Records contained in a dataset
##########

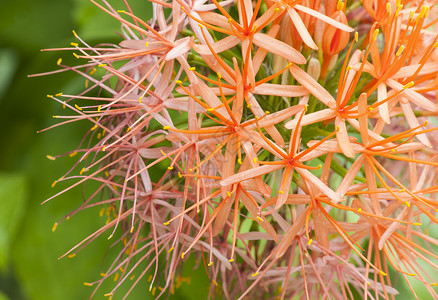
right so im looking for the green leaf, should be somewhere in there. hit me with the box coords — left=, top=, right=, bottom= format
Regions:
left=0, top=173, right=27, bottom=273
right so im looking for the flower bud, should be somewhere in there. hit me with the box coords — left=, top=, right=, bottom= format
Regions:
left=307, top=57, right=321, bottom=81
left=322, top=10, right=350, bottom=56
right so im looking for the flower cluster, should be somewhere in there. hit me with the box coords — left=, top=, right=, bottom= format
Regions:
left=38, top=0, right=438, bottom=299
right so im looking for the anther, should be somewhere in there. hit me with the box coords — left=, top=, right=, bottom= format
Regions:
left=168, top=247, right=174, bottom=253
left=189, top=67, right=196, bottom=71
left=372, top=29, right=379, bottom=41
left=251, top=272, right=259, bottom=277
left=73, top=53, right=79, bottom=59
left=70, top=42, right=79, bottom=47
left=208, top=262, right=213, bottom=266
left=307, top=239, right=313, bottom=246
left=75, top=104, right=82, bottom=111
left=68, top=253, right=76, bottom=258
left=52, top=222, right=58, bottom=232
left=84, top=282, right=93, bottom=286
left=57, top=58, right=62, bottom=65
left=46, top=155, right=56, bottom=161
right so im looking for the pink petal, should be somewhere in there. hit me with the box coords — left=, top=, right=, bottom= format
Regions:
left=253, top=83, right=309, bottom=97
left=253, top=33, right=306, bottom=64
left=295, top=4, right=354, bottom=32
left=287, top=8, right=318, bottom=50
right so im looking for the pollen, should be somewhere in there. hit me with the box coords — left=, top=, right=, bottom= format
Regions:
left=372, top=29, right=379, bottom=41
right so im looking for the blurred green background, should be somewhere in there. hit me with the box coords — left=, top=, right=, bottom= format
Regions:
left=0, top=0, right=435, bottom=299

##########

Assigned task — Copy out every line in the records where the word "somewhere" is found.

Task output —
right so im looking for the green leaf, should be somewhere in there. hit me with the box coords — left=, top=, right=, bottom= format
right so im looking for the flower bud, should be somewhere in there. hit me with the box coords — left=, top=, right=, bottom= format
right so im looking for the flower cluster, should be somewhere in there. hit me with the box coords — left=, top=, right=, bottom= format
right so im looking for the anther, should be somewhere in there. hit me with the box coords — left=, top=, right=, bottom= format
right so im looking for the pink petal, should be somewhere in there. hit me with the box coords — left=, top=, right=, bottom= format
right so im looking for the pollen, should be somewhere in there. hit me with the box coords — left=, top=, right=, bottom= format
right so im looking for the blurred green background, should be somewhere in there. hit me with the box coords — left=, top=, right=, bottom= format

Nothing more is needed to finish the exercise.